Testo del documento:
..............................

Sul canto XXXIV dell’Inferno di Dante Alighieri

Ricordo bene la prima volta che lessi l’ultimo canto dell’Inferno: ne rimasi deluso. Forse definirla lettura è eccessivo: in casa dei miei c’era un’edizione illustrata in tre volumi della Commedia e naturalmente sfogliare le drammatiche rappresentazioni dell’Inferno era più appagante che non le azzurrine visioni paradisiache del terzo volume. Le illustrazioni del canto XXXIV sì, è vero, erano sufficientemente orride ma, per quanto ne capii allora, il testo che avrebbe dovuto raccontare l’incontro con Lucifero in persona non mi parve all’altezza.

..............................

Dati:

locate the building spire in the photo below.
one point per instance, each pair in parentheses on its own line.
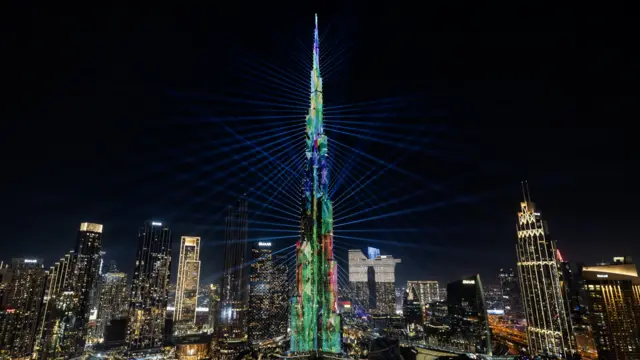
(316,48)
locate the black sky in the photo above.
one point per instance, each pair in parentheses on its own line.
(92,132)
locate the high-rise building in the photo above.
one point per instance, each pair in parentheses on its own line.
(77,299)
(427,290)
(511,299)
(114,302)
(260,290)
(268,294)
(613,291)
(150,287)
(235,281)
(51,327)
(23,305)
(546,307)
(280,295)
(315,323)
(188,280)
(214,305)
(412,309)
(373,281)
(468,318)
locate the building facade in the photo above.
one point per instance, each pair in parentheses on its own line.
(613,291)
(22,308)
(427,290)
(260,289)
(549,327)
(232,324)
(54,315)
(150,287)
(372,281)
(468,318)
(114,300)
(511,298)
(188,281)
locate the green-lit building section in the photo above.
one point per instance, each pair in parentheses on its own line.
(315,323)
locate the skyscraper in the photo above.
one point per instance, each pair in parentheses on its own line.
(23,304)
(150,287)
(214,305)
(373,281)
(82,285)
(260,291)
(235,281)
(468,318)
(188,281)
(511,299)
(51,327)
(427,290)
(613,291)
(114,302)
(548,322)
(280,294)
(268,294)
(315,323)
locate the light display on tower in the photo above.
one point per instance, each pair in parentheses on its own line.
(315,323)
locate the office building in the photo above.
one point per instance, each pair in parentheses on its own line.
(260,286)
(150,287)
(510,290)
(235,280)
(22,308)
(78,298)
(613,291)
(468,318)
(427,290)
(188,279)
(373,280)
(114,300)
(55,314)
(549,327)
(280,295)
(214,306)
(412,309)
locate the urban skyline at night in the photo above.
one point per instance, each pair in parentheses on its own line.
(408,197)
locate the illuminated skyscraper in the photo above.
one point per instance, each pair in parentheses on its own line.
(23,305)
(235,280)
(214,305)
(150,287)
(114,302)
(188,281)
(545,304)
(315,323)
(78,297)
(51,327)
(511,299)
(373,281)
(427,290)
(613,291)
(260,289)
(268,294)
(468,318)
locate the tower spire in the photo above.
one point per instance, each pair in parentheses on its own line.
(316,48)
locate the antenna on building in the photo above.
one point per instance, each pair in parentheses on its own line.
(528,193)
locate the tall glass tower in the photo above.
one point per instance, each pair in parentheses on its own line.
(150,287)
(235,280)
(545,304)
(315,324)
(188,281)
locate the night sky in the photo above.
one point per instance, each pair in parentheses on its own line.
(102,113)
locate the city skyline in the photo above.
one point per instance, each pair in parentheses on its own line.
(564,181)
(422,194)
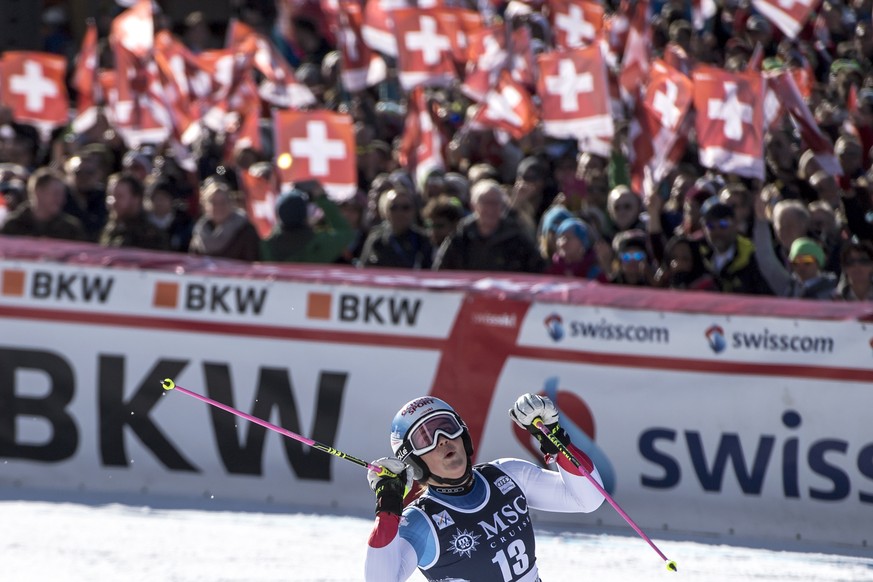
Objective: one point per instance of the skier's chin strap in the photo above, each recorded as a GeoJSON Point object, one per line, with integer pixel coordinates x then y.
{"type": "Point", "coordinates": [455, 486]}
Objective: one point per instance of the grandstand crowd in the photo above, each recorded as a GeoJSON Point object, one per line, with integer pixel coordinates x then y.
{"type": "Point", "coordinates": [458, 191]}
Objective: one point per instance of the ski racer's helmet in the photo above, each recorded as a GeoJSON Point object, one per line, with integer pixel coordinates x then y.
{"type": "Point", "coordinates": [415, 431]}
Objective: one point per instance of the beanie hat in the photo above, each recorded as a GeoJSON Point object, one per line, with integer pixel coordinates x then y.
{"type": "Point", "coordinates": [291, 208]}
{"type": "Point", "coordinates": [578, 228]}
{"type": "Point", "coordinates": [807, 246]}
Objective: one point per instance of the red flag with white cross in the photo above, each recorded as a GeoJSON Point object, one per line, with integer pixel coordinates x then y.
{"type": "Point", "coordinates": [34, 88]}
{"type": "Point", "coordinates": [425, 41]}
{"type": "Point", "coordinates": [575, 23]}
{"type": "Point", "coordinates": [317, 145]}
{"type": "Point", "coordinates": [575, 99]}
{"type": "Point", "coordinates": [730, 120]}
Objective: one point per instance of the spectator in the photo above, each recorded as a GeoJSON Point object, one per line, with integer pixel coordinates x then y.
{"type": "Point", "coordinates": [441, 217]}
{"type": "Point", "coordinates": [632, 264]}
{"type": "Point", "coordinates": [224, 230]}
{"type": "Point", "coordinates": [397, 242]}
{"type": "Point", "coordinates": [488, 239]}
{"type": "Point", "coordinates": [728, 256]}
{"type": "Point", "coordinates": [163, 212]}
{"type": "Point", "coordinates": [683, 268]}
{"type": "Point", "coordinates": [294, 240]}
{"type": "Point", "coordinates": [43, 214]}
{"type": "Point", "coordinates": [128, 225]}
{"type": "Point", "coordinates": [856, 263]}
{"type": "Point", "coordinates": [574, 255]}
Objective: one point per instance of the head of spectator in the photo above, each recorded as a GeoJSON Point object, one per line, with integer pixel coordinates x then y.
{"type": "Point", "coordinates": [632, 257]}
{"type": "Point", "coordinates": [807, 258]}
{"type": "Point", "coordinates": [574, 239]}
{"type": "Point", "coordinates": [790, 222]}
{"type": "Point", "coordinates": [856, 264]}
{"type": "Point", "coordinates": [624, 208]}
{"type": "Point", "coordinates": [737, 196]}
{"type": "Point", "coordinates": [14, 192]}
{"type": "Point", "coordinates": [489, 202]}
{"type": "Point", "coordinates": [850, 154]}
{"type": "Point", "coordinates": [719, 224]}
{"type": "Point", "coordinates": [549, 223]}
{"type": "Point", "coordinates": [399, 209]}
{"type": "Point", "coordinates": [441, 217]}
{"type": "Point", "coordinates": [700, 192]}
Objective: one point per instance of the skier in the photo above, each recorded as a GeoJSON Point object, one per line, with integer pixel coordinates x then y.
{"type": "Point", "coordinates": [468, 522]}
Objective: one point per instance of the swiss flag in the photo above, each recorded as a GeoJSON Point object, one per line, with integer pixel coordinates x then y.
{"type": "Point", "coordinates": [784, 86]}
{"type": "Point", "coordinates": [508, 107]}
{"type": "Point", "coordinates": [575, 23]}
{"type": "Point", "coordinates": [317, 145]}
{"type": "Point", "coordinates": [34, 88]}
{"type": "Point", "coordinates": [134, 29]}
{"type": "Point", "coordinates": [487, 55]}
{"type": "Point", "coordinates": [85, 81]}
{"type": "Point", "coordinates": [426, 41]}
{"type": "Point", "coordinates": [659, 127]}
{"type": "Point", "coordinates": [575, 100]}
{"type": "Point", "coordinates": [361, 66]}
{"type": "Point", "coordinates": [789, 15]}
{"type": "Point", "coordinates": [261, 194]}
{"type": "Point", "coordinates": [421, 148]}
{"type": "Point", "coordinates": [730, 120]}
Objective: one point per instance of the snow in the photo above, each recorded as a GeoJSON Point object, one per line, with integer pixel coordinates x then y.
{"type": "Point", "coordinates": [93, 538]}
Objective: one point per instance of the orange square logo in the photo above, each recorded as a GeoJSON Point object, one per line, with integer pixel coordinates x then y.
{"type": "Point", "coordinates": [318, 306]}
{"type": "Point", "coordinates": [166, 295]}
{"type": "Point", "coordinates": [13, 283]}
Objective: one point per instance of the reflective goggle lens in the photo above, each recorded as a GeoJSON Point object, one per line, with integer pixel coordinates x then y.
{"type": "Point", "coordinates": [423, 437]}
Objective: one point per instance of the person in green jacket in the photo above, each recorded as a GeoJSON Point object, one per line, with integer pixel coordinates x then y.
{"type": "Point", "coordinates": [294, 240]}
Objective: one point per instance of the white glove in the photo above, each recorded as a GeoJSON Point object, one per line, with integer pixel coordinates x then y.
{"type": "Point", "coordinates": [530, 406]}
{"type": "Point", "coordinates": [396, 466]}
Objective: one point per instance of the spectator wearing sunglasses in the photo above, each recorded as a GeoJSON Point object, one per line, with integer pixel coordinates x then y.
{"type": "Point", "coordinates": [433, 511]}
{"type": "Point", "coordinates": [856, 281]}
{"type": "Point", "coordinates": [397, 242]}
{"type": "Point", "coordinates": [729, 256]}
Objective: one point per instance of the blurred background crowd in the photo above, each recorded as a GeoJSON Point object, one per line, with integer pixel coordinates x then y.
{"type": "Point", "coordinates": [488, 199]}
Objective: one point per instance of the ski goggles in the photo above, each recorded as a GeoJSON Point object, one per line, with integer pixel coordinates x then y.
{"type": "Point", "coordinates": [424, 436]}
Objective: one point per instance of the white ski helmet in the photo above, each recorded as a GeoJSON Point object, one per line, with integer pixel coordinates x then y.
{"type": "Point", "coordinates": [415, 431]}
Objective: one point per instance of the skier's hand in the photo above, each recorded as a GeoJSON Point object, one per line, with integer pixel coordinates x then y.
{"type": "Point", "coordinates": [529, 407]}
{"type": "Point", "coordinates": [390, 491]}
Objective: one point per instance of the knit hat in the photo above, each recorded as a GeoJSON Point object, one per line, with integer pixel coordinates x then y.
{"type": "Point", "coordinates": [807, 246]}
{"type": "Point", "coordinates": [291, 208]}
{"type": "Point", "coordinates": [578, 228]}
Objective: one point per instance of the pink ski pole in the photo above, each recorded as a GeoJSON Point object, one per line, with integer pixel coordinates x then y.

..............................

Esercizi:
1 – Rispondi a queste domande sul testo dedicato al canto XXXIV dell'Inferno:
(a) In quanti volumi era l'edizione illustrata della Commedia che si trovava in casa?
(b) Con quale aggettivo vengono descritte le visioni paradisiache del terzo volume?
(c) Quale incontro avrebbe dovuto raccontare il testo del canto XXXIV?
2 – Prosegui il testo sul canto XXXIV dell'Inferno a partire dalla sua ultima frase.
I dati non hanno alcun legame con il testo.

Soluzioni:
1 –
(a) In tre volumi.
(b) Azzurrine.
(c) L'incontro con Lucifero in persona.

2 –
Insomma, in questa escalation di malvagità infernale, ancora oggi, mi appare evidente quanto ben più convincenti ed efficaci siano i versi del XIII canto, con i suicidi tramutati in alberi che sanguinano se spezzati e per l’appunto tra loro corrono a perdifiato gli scialacquatori, rompendo e schiantando tutto ciò che incontrano perché inseguiti e invariabilmente ridotti a brandelli da cani famelici; oppure la blasfema violenza e cattiveria di Vanni Fucci (Inf. XXV); o infine, secondo me il peggiore di tutti, quanto viene narrato nel canto XXVIII, con i seminatori di discordia, descritti con dovizia di dettagli mentre sono squartati da un diavolo con uno spadone e dopo che sono passati, e percorrono la IX bolgia grondante di sangue, tra membra fracassate e interiora pendenti; come se tutto ciò non bastasse, intanto che avanzano come possono, a poco a poco le micidiali ferite inferte si risanano in modo che essi siano pronti per un nuovo passaggio sotto il demone.

Cosa dovremmo aspettarci dunque, con queste premesse, dall’incontro con Satana in carne e ossa? Cosa trovare nel più profondo abisso dell’Inferno e nel luogo più lontano da Dio?
in realtà oggi non sono più così deluso. Purtroppo no.

Ma procediamo con ordine e un breve riassunto.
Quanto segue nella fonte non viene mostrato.